Segment Start: Provided information

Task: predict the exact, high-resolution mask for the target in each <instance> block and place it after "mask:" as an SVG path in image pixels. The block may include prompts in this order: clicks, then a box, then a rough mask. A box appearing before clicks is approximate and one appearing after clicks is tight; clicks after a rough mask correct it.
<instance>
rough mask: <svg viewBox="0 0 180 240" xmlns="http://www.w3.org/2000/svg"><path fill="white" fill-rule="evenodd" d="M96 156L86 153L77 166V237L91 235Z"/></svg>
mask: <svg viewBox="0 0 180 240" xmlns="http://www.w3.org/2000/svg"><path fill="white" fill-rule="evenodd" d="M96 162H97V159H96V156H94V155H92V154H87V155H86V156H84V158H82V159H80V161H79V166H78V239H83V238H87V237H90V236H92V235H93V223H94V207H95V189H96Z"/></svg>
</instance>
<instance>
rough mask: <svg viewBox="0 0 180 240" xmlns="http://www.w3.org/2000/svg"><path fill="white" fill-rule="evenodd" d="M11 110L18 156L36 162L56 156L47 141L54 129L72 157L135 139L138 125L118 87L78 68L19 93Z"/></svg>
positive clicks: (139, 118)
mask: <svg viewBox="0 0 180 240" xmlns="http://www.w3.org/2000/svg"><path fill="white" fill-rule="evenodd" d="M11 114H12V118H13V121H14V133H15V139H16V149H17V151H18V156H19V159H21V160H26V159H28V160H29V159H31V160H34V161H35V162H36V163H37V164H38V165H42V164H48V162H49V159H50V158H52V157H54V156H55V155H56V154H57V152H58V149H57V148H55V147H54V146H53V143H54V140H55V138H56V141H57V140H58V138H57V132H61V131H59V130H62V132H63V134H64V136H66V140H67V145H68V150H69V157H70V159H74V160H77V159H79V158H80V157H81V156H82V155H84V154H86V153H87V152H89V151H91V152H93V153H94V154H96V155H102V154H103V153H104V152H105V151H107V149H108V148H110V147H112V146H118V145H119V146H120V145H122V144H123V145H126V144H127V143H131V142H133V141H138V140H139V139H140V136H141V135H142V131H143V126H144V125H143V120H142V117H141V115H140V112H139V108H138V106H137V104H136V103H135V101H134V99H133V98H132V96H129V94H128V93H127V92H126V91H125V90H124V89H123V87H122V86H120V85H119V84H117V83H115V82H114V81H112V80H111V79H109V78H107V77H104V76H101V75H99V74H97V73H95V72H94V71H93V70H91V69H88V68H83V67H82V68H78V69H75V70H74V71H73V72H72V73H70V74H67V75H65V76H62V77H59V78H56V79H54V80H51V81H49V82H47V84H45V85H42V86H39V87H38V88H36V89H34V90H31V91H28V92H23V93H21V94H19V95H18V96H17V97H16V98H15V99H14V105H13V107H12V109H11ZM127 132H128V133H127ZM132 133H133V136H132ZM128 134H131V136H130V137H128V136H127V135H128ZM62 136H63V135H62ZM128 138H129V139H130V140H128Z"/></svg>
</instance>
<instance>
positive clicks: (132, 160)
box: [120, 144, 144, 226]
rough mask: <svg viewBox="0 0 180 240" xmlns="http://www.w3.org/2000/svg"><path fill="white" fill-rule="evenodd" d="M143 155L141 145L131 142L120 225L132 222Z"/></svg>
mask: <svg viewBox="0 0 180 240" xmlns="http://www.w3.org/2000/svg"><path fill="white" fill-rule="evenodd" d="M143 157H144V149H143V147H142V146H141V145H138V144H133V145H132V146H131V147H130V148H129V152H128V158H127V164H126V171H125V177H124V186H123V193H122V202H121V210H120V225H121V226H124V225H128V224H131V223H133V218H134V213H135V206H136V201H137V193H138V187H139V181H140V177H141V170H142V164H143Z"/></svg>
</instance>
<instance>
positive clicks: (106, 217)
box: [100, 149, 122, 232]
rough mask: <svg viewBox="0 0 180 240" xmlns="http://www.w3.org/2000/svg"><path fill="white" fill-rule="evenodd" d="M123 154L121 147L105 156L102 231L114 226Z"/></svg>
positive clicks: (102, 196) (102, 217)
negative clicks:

Segment End: Provided information

→ Work request
Copy each entry above exactly, character for character.

→ Answer section
Task: predict the exact, high-resolution mask for the target in each <instance> block and place it after "mask:" as an SVG path in image pixels. The block may include prompts in this order: clicks, then a box, then a rough mask. A box appearing before clicks is approximate and one appearing after clicks is tight; clicks after a rough mask correct it.
<instance>
rough mask: <svg viewBox="0 0 180 240" xmlns="http://www.w3.org/2000/svg"><path fill="white" fill-rule="evenodd" d="M96 156L86 153L77 166V237L91 235Z"/></svg>
mask: <svg viewBox="0 0 180 240" xmlns="http://www.w3.org/2000/svg"><path fill="white" fill-rule="evenodd" d="M96 162H97V159H96V156H94V155H92V154H87V155H86V156H84V158H82V159H80V161H79V166H78V239H83V238H87V237H90V236H92V235H93V223H94V207H95V189H96Z"/></svg>
</instance>
<instance>
rough mask: <svg viewBox="0 0 180 240" xmlns="http://www.w3.org/2000/svg"><path fill="white" fill-rule="evenodd" d="M11 110L18 156L36 162L56 156L47 141L54 129L72 157L135 139L138 125L118 87L78 68L19 93Z"/></svg>
positive clicks: (139, 118)
mask: <svg viewBox="0 0 180 240" xmlns="http://www.w3.org/2000/svg"><path fill="white" fill-rule="evenodd" d="M11 114H12V118H13V121H14V133H15V139H16V149H17V151H18V156H19V159H21V160H26V159H28V160H29V159H31V160H34V161H35V162H36V163H37V164H38V165H42V164H48V162H49V159H50V158H52V157H54V156H55V155H56V154H57V152H58V149H57V148H55V147H54V146H53V143H54V140H55V138H56V141H57V140H58V138H57V132H61V131H59V130H62V132H63V134H64V136H66V140H67V145H68V150H69V157H70V159H74V160H77V159H79V158H80V157H81V156H82V155H84V154H86V153H87V152H89V151H91V152H93V153H94V154H96V155H102V154H103V153H104V152H105V151H107V149H108V148H110V147H112V146H118V145H119V146H120V145H122V144H123V145H126V144H127V143H131V142H133V141H138V140H139V139H140V136H141V135H142V131H143V126H144V125H143V120H142V117H141V115H140V112H139V108H138V106H137V104H136V103H135V101H134V99H133V98H132V96H129V94H128V93H127V92H126V91H125V90H124V89H123V87H122V86H120V85H119V84H117V83H115V82H114V81H112V80H111V79H109V78H107V77H104V76H101V75H99V74H97V73H95V72H94V71H93V70H91V69H88V68H83V67H82V68H78V69H75V70H74V71H73V72H72V73H70V74H67V75H65V76H62V77H59V78H56V79H54V80H51V81H49V82H47V84H45V85H42V86H39V87H38V88H36V89H34V90H31V91H28V92H23V93H21V94H19V95H18V96H17V97H16V98H15V99H14V105H13V107H12V109H11ZM127 132H128V133H127ZM132 133H133V136H132ZM128 134H131V136H130V137H128V136H127V135H128ZM62 136H63V135H62ZM128 138H129V139H130V140H128Z"/></svg>
</instance>
<instance>
positive clicks: (132, 160)
box: [120, 144, 144, 226]
rough mask: <svg viewBox="0 0 180 240" xmlns="http://www.w3.org/2000/svg"><path fill="white" fill-rule="evenodd" d="M143 155L141 145L131 142L120 225L132 222Z"/></svg>
mask: <svg viewBox="0 0 180 240" xmlns="http://www.w3.org/2000/svg"><path fill="white" fill-rule="evenodd" d="M143 157H144V149H143V147H142V146H141V145H138V144H133V145H132V146H131V147H130V148H129V152H128V158H127V164H126V171H125V177H124V186H123V193H122V202H121V210H120V225H121V226H124V225H128V224H131V223H133V218H134V213H135V206H136V201H137V193H138V187H139V181H140V177H141V170H142V164H143Z"/></svg>
</instance>
<instance>
positive clicks: (106, 217)
box: [100, 149, 122, 232]
rough mask: <svg viewBox="0 0 180 240" xmlns="http://www.w3.org/2000/svg"><path fill="white" fill-rule="evenodd" d="M123 154L121 147L105 156L102 231L114 226Z"/></svg>
positive clicks: (102, 196) (102, 217)
negative clicks:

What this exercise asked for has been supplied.